### Set of tasks
**1.** Copy the passage on Proposition 19 realtors from "The Proposition 19" to "at Zillow (Zillow)." word for word.
**2.** Summarize the passage on Proposition 19 realtors in three sentences.

### Document
- - -

Ask the realtor directly how many parent-to-child or grandparent-to-grandchild transfers they have handled since February 2021. Ask for a client reference who completed a Prop 19 transfer in LA County. A realtor who has navigated even three to five of these transactions will have firsthand knowledge of how the LA County Assessor's office processes Form BOE-19-B, what documentation the Assessor's staff typically requests, and how long the reassessment review takes. As of 2025, the LA County Assessor's office was processing BOE-19-B claims in an average of nine to fourteen months, creating a window where families receive interim assessments based on market value before the exclusion is confirmed.

2. Fluency with the Assessed-Value Cap Calculation

The Proposition 19 partial exclusion formula is not intuitive. If the fair market value of the transferred home exceeds the parent's current assessed value by more than one million dollars, the new base year value for the child equals the fair market value at the time of transfer minus one million dollars. A realtor who cannot walk you through this calculation with a real number on the back of an envelope is not ready to advise on a Prop 19 transfer. In Los Angeles, where median home values in many westside ZIP codes exceed $1.5 million (C.A.R.), the cap affects a substantial share of transfers. Home value trends by ZIP code can be tracked at Zillow (Zillow).

3. Working Relationships with Estate Attorneys and CPAs

A Proposition 19 transfer almost always involves a trust, a will, or a probate proceeding. The deed cannot be structured correctly without input from the family's estate attorney. The realtor's role is to coordinate the sale or transfer timeline with the legal and tax professionals, not to operate in a silo. Ask whether the realtor has a standing referral network of CA-licensed estate attorneys with specific Proposition 19 experience. Agent license status can be verified through the California DRE (CA DRE), and the California State Bar Trusts and Estates section is a reliable starting point for vetting legal referrals.

- - -

### Data provided
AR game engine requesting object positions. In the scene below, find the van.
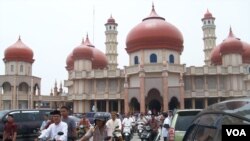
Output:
[167,109,202,141]
[183,97,250,141]
[0,109,53,137]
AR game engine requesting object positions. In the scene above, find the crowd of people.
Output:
[3,106,172,141]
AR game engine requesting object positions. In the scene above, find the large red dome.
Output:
[126,6,183,53]
[211,28,250,65]
[4,37,34,63]
[84,36,108,69]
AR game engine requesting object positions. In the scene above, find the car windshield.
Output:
[86,113,95,118]
[0,110,8,119]
[175,111,200,131]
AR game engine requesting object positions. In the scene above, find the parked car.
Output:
[0,109,53,137]
[86,112,111,125]
[183,97,250,141]
[69,115,81,125]
[168,109,202,141]
[86,112,95,125]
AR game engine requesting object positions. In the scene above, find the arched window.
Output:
[134,56,139,65]
[150,53,157,63]
[169,54,174,64]
[10,65,14,72]
[2,82,11,93]
[18,82,29,93]
[20,65,23,72]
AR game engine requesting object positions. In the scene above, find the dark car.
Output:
[0,109,53,137]
[86,112,111,125]
[183,97,250,141]
[167,109,202,141]
[86,112,95,125]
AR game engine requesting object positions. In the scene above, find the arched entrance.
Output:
[168,96,180,110]
[145,89,162,114]
[129,97,140,113]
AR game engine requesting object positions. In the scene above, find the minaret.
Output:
[105,15,118,70]
[201,10,216,65]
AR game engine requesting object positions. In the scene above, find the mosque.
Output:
[0,6,250,113]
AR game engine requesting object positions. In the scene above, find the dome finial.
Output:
[82,37,84,44]
[207,8,210,13]
[228,25,234,37]
[152,2,155,11]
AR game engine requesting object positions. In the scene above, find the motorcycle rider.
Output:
[38,110,68,141]
[148,114,159,141]
[106,111,122,140]
[78,113,112,141]
[77,114,90,133]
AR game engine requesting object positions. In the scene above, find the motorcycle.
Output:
[137,121,144,137]
[123,125,131,141]
[77,125,86,139]
[140,126,152,141]
[38,132,64,141]
[112,126,122,141]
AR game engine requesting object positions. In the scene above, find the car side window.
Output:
[222,115,250,125]
[9,111,22,122]
[194,126,219,141]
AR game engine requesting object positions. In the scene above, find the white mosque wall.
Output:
[168,73,180,87]
[129,75,140,88]
[222,54,242,66]
[5,61,32,76]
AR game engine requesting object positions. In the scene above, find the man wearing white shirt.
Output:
[38,110,68,141]
[106,112,122,139]
[162,113,170,141]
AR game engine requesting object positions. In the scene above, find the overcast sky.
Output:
[0,0,250,94]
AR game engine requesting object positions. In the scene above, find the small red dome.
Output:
[211,45,222,65]
[203,9,214,19]
[84,35,108,69]
[242,41,250,64]
[4,37,34,63]
[66,52,74,71]
[73,44,93,60]
[92,48,108,69]
[220,28,243,55]
[126,6,183,53]
[107,15,115,24]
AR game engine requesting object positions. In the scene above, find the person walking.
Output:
[77,113,112,141]
[148,114,159,141]
[40,114,49,131]
[60,106,77,141]
[38,110,68,141]
[162,113,170,141]
[3,114,17,141]
[77,114,91,133]
[106,112,122,140]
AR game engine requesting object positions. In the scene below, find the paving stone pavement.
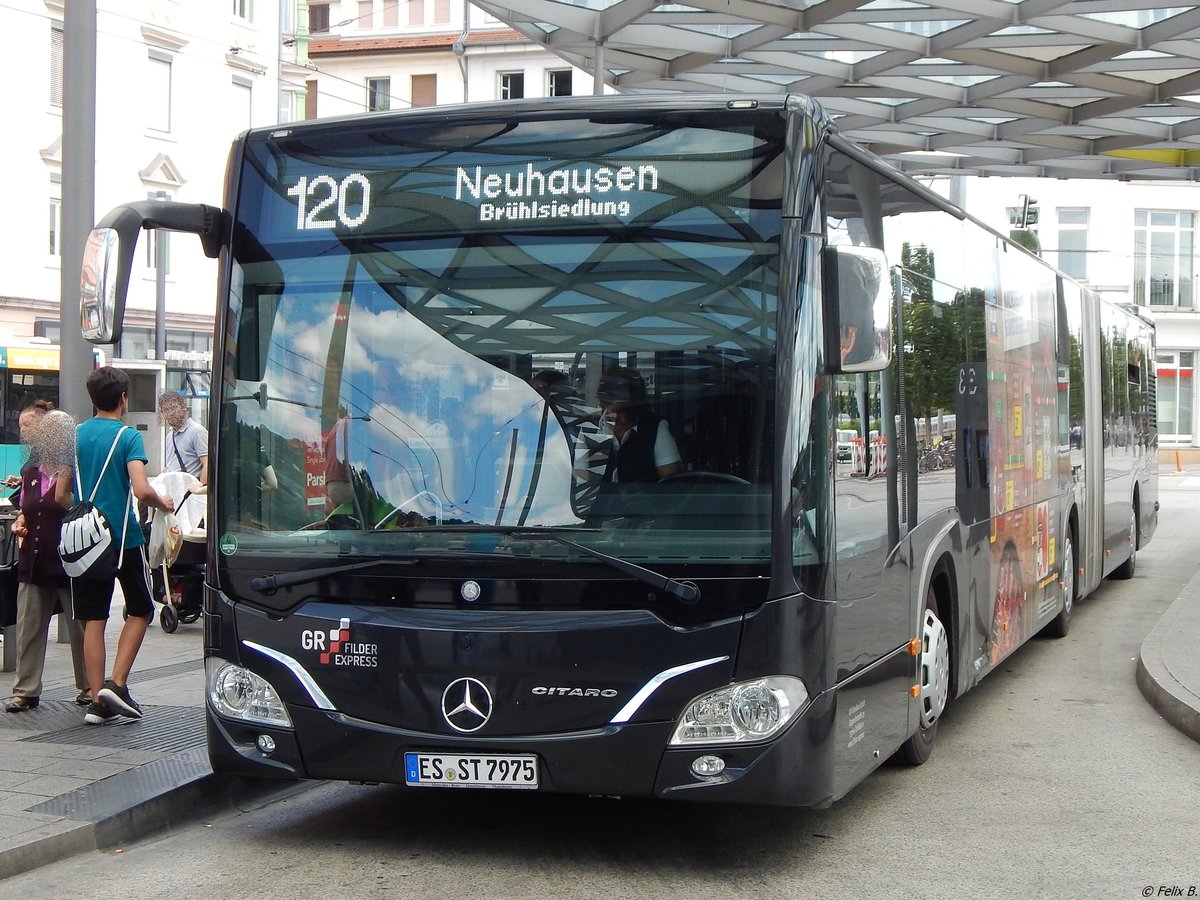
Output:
[0,599,300,878]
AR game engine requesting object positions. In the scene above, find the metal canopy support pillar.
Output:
[59,0,96,421]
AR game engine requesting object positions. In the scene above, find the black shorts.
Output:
[71,544,154,622]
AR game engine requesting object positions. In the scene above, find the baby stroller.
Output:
[150,472,208,634]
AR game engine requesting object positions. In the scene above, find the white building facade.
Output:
[0,0,304,365]
[936,178,1200,463]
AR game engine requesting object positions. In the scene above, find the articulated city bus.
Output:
[83,95,1158,806]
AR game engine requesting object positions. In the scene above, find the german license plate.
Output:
[404,754,538,791]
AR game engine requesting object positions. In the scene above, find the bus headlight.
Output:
[208,658,292,728]
[671,676,809,746]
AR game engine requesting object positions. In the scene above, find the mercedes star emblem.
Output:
[442,678,492,734]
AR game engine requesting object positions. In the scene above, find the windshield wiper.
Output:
[250,557,420,594]
[406,524,700,604]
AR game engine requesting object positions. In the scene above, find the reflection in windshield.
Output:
[218,112,811,563]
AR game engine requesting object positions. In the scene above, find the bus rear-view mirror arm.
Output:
[79,200,230,343]
[823,246,893,372]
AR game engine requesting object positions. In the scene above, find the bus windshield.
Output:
[216,105,784,565]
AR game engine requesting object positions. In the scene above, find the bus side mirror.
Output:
[79,200,229,343]
[823,246,892,373]
[79,228,138,343]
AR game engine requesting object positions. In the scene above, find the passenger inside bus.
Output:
[596,368,683,484]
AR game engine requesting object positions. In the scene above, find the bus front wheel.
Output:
[896,584,950,766]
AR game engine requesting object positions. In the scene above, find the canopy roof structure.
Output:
[474,0,1200,180]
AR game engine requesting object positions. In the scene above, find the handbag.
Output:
[59,425,133,580]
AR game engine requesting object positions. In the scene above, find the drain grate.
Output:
[20,703,205,752]
[29,748,212,830]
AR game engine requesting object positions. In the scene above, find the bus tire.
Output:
[1045,532,1078,637]
[1112,498,1138,581]
[896,582,950,766]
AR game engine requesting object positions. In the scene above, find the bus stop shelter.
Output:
[463,0,1200,180]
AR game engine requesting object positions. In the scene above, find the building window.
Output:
[413,74,438,107]
[1133,209,1195,308]
[233,78,254,131]
[49,173,62,257]
[146,50,170,132]
[308,4,329,35]
[500,72,524,100]
[1157,350,1196,444]
[50,22,62,109]
[546,68,571,97]
[367,78,391,113]
[1058,209,1088,281]
[304,78,317,119]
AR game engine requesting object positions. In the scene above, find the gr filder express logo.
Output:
[300,618,379,668]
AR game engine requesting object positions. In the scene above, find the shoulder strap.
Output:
[76,425,133,569]
[76,425,130,503]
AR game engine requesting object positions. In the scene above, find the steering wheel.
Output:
[659,472,750,485]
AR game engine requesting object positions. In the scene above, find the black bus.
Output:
[82,95,1158,806]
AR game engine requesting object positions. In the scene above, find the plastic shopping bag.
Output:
[148,510,184,569]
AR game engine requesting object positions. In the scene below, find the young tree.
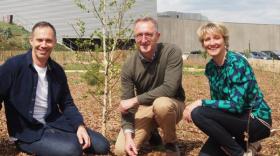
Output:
[74,0,135,135]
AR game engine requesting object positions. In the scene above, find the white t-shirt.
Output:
[33,64,48,124]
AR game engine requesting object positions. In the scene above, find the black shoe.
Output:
[149,129,162,146]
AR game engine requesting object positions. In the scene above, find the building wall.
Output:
[158,17,280,52]
[0,0,157,42]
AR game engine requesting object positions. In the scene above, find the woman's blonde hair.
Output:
[196,22,229,49]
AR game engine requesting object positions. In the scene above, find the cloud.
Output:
[157,0,280,24]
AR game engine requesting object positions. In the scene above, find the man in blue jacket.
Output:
[0,22,110,156]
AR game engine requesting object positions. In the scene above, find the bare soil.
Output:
[0,71,280,156]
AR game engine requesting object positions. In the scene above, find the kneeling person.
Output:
[0,22,110,156]
[115,17,185,155]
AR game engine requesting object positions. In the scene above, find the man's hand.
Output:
[183,100,202,123]
[77,125,91,149]
[119,97,138,113]
[124,132,138,156]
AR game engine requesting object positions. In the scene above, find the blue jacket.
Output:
[0,51,83,142]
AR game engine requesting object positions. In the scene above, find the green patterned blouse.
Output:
[202,51,271,121]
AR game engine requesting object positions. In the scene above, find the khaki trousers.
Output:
[114,97,185,155]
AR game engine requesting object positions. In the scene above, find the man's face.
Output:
[134,21,160,59]
[29,27,56,67]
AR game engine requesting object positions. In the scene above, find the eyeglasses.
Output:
[134,32,155,40]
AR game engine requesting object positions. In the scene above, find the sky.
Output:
[157,0,280,25]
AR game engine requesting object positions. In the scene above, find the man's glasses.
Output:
[134,33,155,40]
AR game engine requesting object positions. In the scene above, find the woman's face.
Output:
[203,32,226,57]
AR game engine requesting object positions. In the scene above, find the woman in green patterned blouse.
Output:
[184,23,272,156]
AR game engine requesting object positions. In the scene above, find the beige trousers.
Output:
[114,97,185,155]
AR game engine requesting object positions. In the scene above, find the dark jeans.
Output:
[191,107,271,156]
[16,128,110,156]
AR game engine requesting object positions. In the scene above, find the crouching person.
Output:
[184,23,272,156]
[115,17,185,156]
[0,22,110,156]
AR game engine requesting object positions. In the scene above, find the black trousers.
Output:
[191,106,271,156]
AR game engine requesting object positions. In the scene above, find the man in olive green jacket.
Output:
[115,17,185,155]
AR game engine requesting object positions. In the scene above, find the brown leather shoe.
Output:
[164,143,180,156]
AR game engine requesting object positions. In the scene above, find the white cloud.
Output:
[157,0,280,24]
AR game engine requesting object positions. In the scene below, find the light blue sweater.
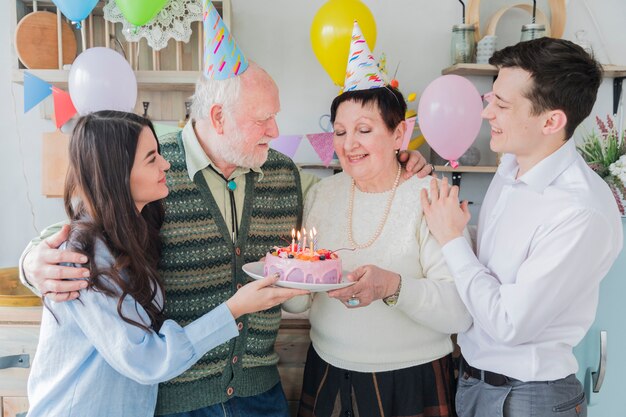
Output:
[28,237,238,417]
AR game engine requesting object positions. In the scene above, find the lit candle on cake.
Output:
[296,230,300,252]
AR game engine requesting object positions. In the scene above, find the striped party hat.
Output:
[343,20,388,91]
[202,0,248,80]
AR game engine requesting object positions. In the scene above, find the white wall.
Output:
[0,0,626,267]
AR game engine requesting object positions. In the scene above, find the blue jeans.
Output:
[456,373,587,417]
[160,382,289,417]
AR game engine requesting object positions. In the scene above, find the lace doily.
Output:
[104,0,202,51]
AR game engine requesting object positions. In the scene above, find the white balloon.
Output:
[69,47,137,115]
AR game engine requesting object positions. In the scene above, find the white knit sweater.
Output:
[283,173,471,372]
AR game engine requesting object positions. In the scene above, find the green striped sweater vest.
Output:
[156,133,302,414]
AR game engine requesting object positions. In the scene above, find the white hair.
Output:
[191,70,241,120]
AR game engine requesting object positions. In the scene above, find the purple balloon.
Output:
[417,75,483,165]
[69,47,137,115]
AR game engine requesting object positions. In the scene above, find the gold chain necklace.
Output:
[348,164,402,249]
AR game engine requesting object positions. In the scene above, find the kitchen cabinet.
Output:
[10,0,231,121]
[0,307,41,417]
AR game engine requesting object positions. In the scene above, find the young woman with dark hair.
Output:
[28,111,303,417]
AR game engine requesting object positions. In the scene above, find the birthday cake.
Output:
[263,246,341,284]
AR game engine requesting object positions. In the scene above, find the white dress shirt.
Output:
[442,140,622,381]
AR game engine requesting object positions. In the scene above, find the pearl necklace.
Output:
[348,164,402,249]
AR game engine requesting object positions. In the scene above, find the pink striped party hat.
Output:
[202,0,248,80]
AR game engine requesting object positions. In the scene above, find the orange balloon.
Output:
[311,0,376,87]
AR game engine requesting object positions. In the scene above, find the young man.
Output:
[422,38,622,417]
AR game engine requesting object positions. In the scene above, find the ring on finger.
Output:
[346,294,361,307]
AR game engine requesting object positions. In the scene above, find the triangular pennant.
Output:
[306,132,335,166]
[52,87,76,129]
[270,135,302,159]
[24,71,52,113]
[400,116,417,151]
[202,0,248,80]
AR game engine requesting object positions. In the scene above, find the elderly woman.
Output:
[283,83,471,417]
[283,24,471,417]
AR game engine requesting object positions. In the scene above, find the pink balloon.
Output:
[417,75,483,166]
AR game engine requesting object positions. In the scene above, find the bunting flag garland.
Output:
[270,135,302,159]
[52,86,76,129]
[306,132,335,166]
[24,71,52,113]
[24,71,77,128]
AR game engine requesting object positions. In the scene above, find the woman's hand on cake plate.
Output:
[328,265,400,308]
[226,274,309,319]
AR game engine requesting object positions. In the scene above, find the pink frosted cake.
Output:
[263,247,341,284]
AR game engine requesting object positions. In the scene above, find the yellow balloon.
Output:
[407,135,426,151]
[311,0,376,86]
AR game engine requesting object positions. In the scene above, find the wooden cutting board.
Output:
[15,11,76,69]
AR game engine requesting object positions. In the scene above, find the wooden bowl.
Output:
[0,268,41,307]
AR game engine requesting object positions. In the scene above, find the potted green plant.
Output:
[577,116,626,216]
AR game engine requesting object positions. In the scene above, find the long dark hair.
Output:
[64,110,164,331]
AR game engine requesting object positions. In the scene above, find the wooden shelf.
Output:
[435,165,498,174]
[441,64,498,75]
[11,69,200,91]
[441,64,626,78]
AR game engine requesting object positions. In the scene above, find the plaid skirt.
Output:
[298,345,456,417]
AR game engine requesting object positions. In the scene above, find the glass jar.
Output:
[520,23,546,42]
[450,24,476,65]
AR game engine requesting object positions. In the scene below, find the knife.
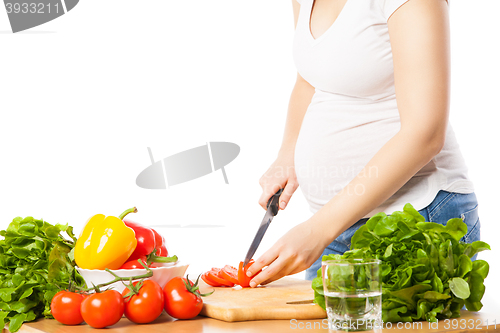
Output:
[243,189,283,267]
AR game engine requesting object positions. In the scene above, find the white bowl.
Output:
[76,262,189,292]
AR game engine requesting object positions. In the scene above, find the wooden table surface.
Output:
[2,311,500,333]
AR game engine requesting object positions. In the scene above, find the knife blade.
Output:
[243,189,283,267]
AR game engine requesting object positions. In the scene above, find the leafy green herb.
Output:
[0,217,85,332]
[312,204,490,322]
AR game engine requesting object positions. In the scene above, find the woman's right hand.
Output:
[259,153,299,209]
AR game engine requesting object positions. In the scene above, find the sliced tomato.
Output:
[207,268,234,287]
[238,259,262,288]
[201,272,221,287]
[219,265,240,284]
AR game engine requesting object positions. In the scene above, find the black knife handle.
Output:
[267,189,283,216]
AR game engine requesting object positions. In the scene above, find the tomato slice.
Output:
[238,259,262,288]
[201,272,221,287]
[219,265,240,284]
[207,268,234,287]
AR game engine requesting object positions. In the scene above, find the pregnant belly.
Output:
[295,100,400,211]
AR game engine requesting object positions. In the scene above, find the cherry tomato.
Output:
[163,276,203,319]
[123,221,156,261]
[207,267,234,287]
[81,289,125,328]
[238,259,262,288]
[151,229,168,257]
[50,290,85,325]
[219,265,239,284]
[118,256,148,269]
[122,280,165,324]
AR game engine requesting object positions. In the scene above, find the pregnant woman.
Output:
[248,0,480,286]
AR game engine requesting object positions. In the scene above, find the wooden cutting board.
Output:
[200,278,326,322]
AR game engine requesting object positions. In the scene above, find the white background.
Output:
[0,0,500,312]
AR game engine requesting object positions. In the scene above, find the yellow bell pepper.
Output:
[75,207,137,269]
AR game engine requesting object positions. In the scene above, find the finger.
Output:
[250,257,287,288]
[259,183,281,209]
[280,180,299,209]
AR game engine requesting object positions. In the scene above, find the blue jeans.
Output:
[306,191,481,280]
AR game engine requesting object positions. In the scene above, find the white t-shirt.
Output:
[293,0,474,217]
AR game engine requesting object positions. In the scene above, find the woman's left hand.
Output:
[247,221,329,287]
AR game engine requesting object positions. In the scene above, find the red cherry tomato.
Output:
[119,256,148,269]
[238,259,262,288]
[81,289,125,328]
[122,280,165,324]
[207,267,234,287]
[163,276,203,319]
[219,265,239,284]
[151,229,168,257]
[50,290,85,325]
[123,221,156,261]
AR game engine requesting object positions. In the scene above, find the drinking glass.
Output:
[321,259,382,331]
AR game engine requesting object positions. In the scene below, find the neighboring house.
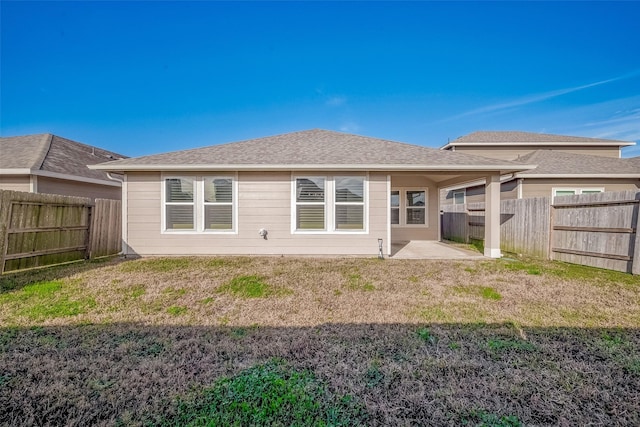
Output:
[0,133,125,199]
[441,132,640,205]
[440,131,635,160]
[91,130,533,257]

- - -

### Solved tasks
**1.**
The Proposition 19 partial exclusion formula is not intuitive. If the fair market value of the transferred home exceeds the parent's current assessed value by more than one million dollars, the new base year value for the child equals the fair market value at the time of transfer minus one million dollars. A realtor who cannot walk you through this calculation with a real number on the back of an envelope is not ready to advise on a Prop 19 transfer. In Los Angeles, where median home values in many westside ZIP codes exceed $1.5 million (C.A.R.), the cap affects a substantial share of transfers. Home value trends by ZIP code can be tracked at Zillow (Zillow).

**2.** The passage advises asking a realtor how many parent-to-child or grandparent-to-grandchild transfers they have handled since February 2021 and for a reference from a client who completed a Prop 19 transfer in LA County. It says a realtor should be able to work through the partial exclusion formula, under which the child's new base year value is the fair market value minus one million dollars when that value exceeds the parent's assessed value by more than one million dollars. Because such a transfer almost always involves a trust, a will, or a probate proceeding, the realtor should coordinate with the family's legal and tax professionals.